LOS ANGELES -- US Geological Survey seismologist Lucy Jones remembers attending an emergency training session in August 2001 with the Federal Emergency Management Agency that discussed the three most likely catastrophes to strike the United States.
First on the list was a terrorist attack in New York. Second was a super-strength hurricane hitting New Orleans. Third was a major earthquake on the San Andreas Fault.
Now that the first two have come to pass, she and other earthquake specialists are using the Hurricane Katrina devastation as an opportunity to reassess how California would handle a major temblor.
Jones, scientist-in-charge for the geological survey's Southern California Earthquake Hazards Team, and other scientists generally agree that California has come a long way in the past two decades in seismic safety.
In Los Angeles, all but one of 8,700 unreinforced masonry buildings -- considered the most likely to collapse in a major quake -- have been retrofitted or demolished. The state spent billions after the 1994 Northridge quake to retrofit some 2,100 freeway overpasses, reporting last week that only a handful remain unreinforced.
Despite these improvements, however, officials contend that a major temblor could cause the level of destruction and disruption seen in the past weeks on the Gulf Coast.
About 900 hospital buildings that state officials have identified as needing either retrofitting or replacement have yet to receive them, and the state recently agreed to five-year extensions for hospitals that can't meet the 2008 deadline to make the fixes. Some 7,000 school buildings across the state would also be vulnerable during a huge temblor, a state study found, though there is no firm timetable for upgrading the structures.
And four Los Angeles Police Department facilities -- including the Parker Center headquarters downtown -- worry officials, because they were built under less stringent earthquake standards and might not survive a major temblor. Only two of the LAPD's 19 stations meet the most rigorous quake-safe rules.
''We could be dealing with infrastructure issues a lot like New Orleans," Jones said. ''Our natural gas passes through the Cajon Pass. . . . Water -- three pipelines cross the San Andreas Fault in an area that is expected to go in an earthquake." Railway lines are also vulnerable, she said.
A catastrophic temblor at the right spot along the San Andreas could significantly reduce energy and water supplies at least temporarily, she and others said. Researchers at the Southern California Earthquake Center said there is an 80 percent to 90 percent chance that a temblor of 7.0 or greater magnitude will strike Southern California before 2024.
''We aren't anywhere close to where I wish we were" in terms of seismic safety, Jones said.
Seismologists are particularly concerned about a type of building that has gained far less attention than unreinforced masonry.
There are about 40,000 structures in California made from ''nonductile reinforced concrete," a rigid substance susceptible to cracking. This was a common construction ingredient for office buildings in the 1950s and '60s, before the state instituted stricter standards. Few such structures have been seismically retrofitted, officials said.

============

§ **ACTIVITIES**:
A: Translate this sentence from the earthquake article into Spanish: "Seismologists are particularly concerned about a type of building that has gained far less attention than unreinforced masonry."
B: Set down, word for word, the part of the earthquake article that opens with the words containing "And four Los" and closes with "vulnerable, she said.".
Work only from the earthquake article above.

============

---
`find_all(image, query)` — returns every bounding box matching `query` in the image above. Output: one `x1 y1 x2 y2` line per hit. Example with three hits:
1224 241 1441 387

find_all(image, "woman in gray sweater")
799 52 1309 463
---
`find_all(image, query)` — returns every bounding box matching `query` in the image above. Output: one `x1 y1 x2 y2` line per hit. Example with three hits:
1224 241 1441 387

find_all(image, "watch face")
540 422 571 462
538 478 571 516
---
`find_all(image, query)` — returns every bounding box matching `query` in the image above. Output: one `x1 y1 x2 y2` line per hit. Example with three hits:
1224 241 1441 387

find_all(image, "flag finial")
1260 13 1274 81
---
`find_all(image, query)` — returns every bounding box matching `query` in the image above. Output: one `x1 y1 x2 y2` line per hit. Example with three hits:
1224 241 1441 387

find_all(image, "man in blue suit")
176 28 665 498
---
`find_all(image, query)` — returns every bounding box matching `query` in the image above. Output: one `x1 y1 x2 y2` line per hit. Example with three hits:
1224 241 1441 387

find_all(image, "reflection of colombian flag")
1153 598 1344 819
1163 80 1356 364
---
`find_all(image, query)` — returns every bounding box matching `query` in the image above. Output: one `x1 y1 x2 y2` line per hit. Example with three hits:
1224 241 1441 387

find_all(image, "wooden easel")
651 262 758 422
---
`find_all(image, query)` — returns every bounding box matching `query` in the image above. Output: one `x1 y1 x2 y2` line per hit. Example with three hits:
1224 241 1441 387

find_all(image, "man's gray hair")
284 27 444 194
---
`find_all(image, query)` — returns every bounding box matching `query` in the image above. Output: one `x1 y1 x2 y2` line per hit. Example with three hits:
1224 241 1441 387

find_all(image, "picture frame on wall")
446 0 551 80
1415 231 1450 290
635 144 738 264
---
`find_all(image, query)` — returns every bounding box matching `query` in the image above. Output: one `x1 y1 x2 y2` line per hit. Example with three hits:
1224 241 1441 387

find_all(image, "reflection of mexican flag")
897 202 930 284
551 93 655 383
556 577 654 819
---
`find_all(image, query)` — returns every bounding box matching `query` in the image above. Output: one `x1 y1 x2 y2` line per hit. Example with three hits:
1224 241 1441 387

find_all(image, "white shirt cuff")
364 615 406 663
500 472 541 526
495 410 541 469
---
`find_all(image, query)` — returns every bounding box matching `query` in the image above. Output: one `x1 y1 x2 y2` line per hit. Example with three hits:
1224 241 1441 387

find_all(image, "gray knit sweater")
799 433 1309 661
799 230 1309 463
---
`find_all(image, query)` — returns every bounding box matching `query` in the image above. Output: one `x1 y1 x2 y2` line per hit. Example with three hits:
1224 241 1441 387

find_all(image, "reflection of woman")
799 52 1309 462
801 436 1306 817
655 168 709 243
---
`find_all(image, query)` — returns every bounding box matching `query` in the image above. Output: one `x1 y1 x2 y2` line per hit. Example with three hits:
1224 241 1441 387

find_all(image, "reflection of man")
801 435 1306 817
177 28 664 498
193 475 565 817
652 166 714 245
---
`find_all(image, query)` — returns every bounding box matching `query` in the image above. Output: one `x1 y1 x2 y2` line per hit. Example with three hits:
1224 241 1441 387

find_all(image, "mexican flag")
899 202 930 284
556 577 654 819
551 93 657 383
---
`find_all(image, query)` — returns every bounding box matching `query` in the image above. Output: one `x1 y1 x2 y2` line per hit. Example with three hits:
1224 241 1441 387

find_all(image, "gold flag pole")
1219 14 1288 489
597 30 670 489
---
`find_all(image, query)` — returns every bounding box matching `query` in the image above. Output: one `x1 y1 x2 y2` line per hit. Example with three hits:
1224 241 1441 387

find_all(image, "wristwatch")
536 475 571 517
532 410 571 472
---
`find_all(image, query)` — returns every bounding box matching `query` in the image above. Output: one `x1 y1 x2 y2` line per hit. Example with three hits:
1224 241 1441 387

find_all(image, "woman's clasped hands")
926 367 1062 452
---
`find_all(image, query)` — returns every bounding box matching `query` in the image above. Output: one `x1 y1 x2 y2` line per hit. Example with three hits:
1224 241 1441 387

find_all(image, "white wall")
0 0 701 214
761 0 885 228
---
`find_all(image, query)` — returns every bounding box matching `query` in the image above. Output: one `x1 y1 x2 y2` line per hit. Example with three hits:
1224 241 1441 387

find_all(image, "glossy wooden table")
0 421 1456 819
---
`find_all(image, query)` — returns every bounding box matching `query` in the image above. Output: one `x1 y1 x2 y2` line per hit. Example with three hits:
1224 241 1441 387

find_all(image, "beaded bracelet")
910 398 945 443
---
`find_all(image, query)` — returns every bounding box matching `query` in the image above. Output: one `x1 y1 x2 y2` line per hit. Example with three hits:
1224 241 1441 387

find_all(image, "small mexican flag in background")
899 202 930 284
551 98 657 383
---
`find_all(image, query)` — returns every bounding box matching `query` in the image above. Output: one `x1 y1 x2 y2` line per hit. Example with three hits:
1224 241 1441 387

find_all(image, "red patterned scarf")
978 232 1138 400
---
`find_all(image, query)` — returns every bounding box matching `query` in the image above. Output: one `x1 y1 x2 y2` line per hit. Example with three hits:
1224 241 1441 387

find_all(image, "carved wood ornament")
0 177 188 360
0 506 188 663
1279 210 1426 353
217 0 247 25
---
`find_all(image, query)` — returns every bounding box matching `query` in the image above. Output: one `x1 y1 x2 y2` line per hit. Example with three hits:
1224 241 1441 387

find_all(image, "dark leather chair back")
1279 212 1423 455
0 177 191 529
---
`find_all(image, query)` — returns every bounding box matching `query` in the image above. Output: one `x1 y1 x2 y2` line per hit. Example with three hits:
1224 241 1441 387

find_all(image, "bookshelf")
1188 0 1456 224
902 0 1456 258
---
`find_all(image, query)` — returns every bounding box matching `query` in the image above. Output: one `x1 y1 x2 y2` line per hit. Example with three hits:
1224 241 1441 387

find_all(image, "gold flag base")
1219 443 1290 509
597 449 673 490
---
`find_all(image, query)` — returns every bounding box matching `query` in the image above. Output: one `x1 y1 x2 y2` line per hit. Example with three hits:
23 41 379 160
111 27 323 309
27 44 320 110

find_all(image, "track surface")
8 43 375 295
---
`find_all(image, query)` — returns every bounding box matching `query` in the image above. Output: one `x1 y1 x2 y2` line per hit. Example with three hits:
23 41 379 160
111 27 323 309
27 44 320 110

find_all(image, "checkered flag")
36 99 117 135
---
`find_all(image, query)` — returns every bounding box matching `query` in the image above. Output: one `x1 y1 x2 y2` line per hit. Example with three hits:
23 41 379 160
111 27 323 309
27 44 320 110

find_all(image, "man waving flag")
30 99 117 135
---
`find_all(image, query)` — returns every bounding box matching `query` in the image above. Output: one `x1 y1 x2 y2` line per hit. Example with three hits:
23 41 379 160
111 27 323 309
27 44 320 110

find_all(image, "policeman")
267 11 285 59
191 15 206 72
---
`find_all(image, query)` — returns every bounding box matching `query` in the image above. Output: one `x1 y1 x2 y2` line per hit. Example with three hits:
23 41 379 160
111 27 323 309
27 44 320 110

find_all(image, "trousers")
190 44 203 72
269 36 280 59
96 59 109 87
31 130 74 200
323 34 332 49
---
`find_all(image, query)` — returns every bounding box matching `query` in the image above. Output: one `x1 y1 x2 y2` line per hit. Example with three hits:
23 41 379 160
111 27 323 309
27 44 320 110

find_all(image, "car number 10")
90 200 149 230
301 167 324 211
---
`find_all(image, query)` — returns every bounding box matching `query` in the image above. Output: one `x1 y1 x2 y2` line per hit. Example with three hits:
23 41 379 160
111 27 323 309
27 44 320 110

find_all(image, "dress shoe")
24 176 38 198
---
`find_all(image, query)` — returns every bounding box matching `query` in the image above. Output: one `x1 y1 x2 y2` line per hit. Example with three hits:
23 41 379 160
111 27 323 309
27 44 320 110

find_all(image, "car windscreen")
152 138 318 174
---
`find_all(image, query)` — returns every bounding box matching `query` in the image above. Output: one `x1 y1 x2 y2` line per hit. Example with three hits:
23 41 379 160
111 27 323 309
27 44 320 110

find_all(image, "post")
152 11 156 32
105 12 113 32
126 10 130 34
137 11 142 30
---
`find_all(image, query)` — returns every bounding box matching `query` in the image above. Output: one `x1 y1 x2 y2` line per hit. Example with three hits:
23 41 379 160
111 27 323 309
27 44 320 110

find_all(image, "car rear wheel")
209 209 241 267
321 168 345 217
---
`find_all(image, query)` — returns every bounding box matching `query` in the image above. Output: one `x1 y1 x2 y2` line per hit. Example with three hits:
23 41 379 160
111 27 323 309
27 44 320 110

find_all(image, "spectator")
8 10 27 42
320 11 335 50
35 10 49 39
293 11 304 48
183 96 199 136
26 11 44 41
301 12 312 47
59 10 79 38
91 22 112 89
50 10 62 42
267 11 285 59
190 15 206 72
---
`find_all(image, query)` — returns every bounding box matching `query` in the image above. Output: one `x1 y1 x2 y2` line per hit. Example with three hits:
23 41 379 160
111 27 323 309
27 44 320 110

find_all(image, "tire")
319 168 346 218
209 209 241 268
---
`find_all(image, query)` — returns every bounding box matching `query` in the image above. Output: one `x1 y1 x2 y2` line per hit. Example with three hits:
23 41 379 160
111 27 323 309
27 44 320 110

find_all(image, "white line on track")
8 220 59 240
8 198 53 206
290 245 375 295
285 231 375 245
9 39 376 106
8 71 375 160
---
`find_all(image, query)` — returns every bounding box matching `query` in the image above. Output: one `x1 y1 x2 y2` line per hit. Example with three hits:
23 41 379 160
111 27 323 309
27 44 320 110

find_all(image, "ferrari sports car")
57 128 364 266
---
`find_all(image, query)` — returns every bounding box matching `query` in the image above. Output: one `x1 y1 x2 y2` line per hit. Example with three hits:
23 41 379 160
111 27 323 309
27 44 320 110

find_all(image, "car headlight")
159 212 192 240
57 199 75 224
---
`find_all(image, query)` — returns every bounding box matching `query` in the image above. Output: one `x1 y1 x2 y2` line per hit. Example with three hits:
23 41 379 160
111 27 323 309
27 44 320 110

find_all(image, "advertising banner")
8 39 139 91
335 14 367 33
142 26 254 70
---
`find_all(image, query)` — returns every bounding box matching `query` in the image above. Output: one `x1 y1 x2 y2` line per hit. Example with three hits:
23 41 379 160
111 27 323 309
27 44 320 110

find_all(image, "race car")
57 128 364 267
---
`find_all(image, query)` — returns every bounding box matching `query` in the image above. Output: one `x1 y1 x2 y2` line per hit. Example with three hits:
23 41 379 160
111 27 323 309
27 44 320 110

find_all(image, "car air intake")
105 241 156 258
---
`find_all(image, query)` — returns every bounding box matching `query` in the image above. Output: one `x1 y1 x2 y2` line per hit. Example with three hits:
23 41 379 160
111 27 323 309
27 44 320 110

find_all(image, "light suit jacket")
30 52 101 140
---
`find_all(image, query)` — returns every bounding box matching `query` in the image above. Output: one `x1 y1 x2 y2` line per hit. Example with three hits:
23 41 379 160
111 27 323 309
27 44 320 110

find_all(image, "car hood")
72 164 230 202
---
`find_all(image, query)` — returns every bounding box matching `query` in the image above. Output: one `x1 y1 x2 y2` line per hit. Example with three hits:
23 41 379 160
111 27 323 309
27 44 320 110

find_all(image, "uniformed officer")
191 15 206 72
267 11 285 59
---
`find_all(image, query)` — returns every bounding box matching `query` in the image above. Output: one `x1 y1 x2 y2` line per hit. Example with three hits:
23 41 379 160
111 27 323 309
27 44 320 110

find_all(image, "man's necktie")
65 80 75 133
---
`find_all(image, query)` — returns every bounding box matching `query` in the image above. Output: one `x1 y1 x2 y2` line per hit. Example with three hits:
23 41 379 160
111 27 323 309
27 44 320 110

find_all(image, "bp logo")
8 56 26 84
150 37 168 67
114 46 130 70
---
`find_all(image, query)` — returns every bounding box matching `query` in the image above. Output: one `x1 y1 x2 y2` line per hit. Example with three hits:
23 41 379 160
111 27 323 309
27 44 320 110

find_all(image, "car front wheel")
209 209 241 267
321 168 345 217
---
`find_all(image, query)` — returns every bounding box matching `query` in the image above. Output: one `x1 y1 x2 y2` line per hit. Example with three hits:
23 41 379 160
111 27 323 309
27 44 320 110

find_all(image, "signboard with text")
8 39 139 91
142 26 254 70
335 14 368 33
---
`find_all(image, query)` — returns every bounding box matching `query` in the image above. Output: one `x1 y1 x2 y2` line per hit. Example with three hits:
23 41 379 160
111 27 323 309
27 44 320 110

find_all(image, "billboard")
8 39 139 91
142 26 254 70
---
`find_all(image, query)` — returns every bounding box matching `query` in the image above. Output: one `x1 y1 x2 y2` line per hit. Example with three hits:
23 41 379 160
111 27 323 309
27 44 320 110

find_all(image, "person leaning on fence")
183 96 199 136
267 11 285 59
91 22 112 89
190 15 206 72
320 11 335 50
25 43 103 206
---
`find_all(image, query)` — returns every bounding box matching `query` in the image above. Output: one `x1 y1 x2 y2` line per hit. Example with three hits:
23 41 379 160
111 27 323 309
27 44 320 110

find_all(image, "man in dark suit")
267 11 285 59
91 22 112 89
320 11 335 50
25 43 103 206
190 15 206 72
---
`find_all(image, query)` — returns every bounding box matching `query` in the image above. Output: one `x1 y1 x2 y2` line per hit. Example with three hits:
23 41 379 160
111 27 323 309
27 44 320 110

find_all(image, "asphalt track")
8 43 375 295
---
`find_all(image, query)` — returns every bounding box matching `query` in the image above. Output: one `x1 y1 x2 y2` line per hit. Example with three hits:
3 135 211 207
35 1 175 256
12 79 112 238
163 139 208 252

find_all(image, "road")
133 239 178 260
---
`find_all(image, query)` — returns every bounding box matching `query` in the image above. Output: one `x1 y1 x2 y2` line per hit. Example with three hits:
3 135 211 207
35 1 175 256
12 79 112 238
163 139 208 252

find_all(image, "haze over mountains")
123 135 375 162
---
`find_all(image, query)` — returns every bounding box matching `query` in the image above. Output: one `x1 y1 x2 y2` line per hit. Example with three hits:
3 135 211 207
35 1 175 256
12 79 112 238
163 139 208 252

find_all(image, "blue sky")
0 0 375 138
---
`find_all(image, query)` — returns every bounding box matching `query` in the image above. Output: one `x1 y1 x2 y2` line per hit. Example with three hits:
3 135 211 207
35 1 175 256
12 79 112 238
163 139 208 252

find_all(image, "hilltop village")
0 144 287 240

============

§ **TASK-BY-TASK OUTPUTS**:
A: Los sismólogos están especialmente preocupados por un tipo de edificio que ha recibido mucha menos atención que la mampostería no reforzada.

B:
And four Los Angeles Police Department facilities -- including the Parker Center headquarters downtown -- worry officials, because they were built under less stringent earthquake standards and might not survive a major temblor. Only two of the LAPD's 19 stations meet the most rigorous quake-safe rules.
''We could be dealing with infrastructure issues a lot like New Orleans," Jones said. ''Our natural gas passes through the Cajon Pass. . . . Water -- three pipelines cross the San Andreas Fault in an area that is expected to go in an earthquake." Railway lines are also vulnerable, she said.